# [Supplied information]
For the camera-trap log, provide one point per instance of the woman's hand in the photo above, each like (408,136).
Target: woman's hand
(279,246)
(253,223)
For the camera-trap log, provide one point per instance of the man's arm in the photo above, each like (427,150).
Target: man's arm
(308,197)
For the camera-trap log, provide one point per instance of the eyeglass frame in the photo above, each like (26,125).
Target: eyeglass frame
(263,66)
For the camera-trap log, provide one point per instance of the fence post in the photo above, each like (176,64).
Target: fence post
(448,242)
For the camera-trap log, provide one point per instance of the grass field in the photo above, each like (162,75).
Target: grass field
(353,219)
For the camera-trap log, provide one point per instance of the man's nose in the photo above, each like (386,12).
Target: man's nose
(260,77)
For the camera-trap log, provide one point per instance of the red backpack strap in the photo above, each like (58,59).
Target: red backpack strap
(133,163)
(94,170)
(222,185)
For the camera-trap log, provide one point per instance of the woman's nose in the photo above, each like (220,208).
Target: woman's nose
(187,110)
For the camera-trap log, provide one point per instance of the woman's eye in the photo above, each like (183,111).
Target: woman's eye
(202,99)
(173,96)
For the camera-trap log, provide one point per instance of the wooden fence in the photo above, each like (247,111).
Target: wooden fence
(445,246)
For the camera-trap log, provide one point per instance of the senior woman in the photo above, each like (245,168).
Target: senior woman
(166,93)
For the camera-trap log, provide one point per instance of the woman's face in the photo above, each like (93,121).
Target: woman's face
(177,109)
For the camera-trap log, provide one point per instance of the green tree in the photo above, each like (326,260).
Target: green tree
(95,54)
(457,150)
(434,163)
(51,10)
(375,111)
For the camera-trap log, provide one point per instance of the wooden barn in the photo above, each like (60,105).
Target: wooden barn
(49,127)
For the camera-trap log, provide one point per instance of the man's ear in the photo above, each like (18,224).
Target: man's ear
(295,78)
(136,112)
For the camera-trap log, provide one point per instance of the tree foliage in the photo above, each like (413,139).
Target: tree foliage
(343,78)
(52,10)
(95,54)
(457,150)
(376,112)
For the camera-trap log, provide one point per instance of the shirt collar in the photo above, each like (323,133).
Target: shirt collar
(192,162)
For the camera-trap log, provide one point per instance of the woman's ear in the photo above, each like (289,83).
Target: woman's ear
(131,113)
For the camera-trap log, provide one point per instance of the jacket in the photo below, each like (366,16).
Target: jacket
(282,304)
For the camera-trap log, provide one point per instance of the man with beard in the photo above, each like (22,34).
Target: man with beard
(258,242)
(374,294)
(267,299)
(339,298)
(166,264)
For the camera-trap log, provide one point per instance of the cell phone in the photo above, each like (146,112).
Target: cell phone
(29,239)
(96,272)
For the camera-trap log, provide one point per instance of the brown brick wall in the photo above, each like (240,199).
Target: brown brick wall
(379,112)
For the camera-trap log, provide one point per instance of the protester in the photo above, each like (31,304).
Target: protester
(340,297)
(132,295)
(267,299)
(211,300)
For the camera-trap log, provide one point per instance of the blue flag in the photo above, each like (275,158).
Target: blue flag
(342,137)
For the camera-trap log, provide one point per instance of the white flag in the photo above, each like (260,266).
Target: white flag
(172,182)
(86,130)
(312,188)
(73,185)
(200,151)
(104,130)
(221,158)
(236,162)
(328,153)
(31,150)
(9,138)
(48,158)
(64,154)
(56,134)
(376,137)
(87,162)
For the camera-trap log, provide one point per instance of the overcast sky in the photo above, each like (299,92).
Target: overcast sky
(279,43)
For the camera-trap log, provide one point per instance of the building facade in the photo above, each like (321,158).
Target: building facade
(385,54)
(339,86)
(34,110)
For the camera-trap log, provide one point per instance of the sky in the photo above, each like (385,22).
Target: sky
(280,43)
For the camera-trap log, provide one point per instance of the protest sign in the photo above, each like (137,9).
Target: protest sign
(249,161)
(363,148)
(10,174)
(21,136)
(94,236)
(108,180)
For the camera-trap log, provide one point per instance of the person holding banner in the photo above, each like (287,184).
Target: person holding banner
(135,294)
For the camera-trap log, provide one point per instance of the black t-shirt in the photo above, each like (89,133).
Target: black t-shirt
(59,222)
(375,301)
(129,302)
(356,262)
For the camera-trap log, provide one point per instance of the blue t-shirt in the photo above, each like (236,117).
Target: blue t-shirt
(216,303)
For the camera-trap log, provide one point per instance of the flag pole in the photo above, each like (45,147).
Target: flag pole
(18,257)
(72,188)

# [Your objective]
Retype each record, matching it exactly.

# [Answer for the task]
For the camera-trap log, provide one point per instance of the woman's hand in the photo above, each like (408,136).
Target: woman's hand
(279,246)
(253,223)
For the camera-trap log, provide one point per instance of the man's arm in the photo above, each like (427,150).
Target: man's arm
(308,197)
For the camera-trap log, provide one point per instance of the eyeglass frame in the photo above, each like (26,125).
Target: eyeglass frame
(263,66)
For the camera-trap log, provide one point per instance of the fence post in the photo above, each like (176,64).
Target: fence post
(448,242)
For the camera-trap log, provide one point per instance of the grass field in the photo above, each like (162,75).
Target: grass field
(353,219)
For the camera-trap log, provide one point per instance of the man's nose in the photo above, each like (386,12).
Target: man's nose
(260,77)
For the camera-trap log, provide one point per instance of the red backpack strap in the photo above, each like (58,59).
Target: red backpack strap
(133,163)
(94,170)
(222,185)
For the camera-trap log, provide one point per instance of the woman's nose in the photo above, each like (220,208).
Target: woman's nose
(187,110)
For the camera-trap log, provide one point per instance of the woman's eye in the photo above, each like (183,111).
Target: woman's eye
(202,99)
(173,96)
For the camera-trap log, provide one point per instance of the wooden fence in the photo above, each like (247,111).
Target: wooden fence
(445,246)
For the camera-trap log, provide one point per instance of the senior woman in the photo above, each like (245,168).
Target: senior woman
(166,93)
For the camera-trap log, provide one point per instance of the woman's face in the photo above, each like (93,121).
Target: woman's face
(177,109)
For the camera-trap log, provide one point per instance of the green tree in the photo above, each like (326,260).
Target: green tree
(95,54)
(457,150)
(434,163)
(51,10)
(375,111)
For the camera-trap log, provide one point per instance of the wooden barn in the photo above, each like (60,105).
Target: wooden barn
(49,127)
For the camera-trap log, provide one point per instance of the man's ear in the photo above, each like (18,224).
Target: man's ear
(295,78)
(136,112)
For the camera-trap log, provide one point per instance of the tree foliage in the photo above, each like (413,139).
Target: tree foliage
(343,78)
(52,10)
(95,54)
(457,150)
(376,112)
For the camera-trap log, provide one point per instance of the shirt collar in the photo above, each like (323,133).
Target: shirt collar
(192,162)
For the camera-trap log, provide one point per instance of the woman's ear in the photo above, each like (289,83).
Target: woman's ear
(131,113)
For the camera-trap log, provide one point per instance of the jacket in the photo below, each like (366,16).
Target: jacket
(282,304)
For the camera-trap log, provide one point per instance of the man with beard in the photo above, each like (22,34).
Target: man with beard
(258,242)
(374,294)
(267,299)
(339,298)
(166,264)
For the camera-trap log, provide one point per instance of the cell phone in the photo above, each like (146,112).
Target: cell phone
(29,239)
(96,272)
For the camera-trap log, provide one point per instance of the brown brick wall in the photo above, each like (240,199).
Target: brown brick wall
(379,112)
For the camera-trap log, provide one point per instance of the protester in the photo above, each like (31,304).
Target: protester
(340,297)
(132,295)
(267,299)
(211,300)
For the camera-trap log, provide one point per instance of the blue flag in the photo above, each like (275,158).
Target: blue flag
(342,137)
For the camera-trap log, provide one point per instance of the white flag in the photo above, each like (260,266).
Target: white flag
(172,182)
(86,130)
(312,188)
(73,185)
(200,151)
(104,130)
(221,158)
(236,162)
(328,153)
(31,150)
(9,138)
(48,158)
(64,154)
(56,134)
(376,137)
(87,162)
For the camera-trap log, provide one point per instance of the overcast sky in the photo above, each like (299,92).
Target: overcast sky
(279,43)
For the camera-trap log, provide one point per instance of the building facade in the photo above, each like (321,158).
Target: building facade
(385,54)
(339,86)
(34,110)
For the camera-trap log, provide one point per instance of the sky in the photo above, each like (385,22).
Target: sky
(280,43)
For the camera-trap log, provide one point per instance of the protest sign in the photo above, each like (137,9).
Target: protest sign
(249,161)
(363,148)
(10,174)
(21,136)
(94,236)
(108,180)
For the camera-trap log, provide one point per instance of the person holding banner in the photo above, each like (287,184).
Target: person holding banner
(135,294)
For the camera-trap log, provide one point per instance of the black t-shirt in the photo above, each like (89,133).
Target: black t-shirt
(59,222)
(375,301)
(129,302)
(356,262)
For the camera-trap log, provide one point per instance of the blue t-shirt in the photo above, each like (236,117).
Target: blue t-shirt
(216,303)
For the camera-trap log, provide one point per instance of the flag pole in the photo above, each like (45,147).
Target: flag pole
(18,257)
(72,188)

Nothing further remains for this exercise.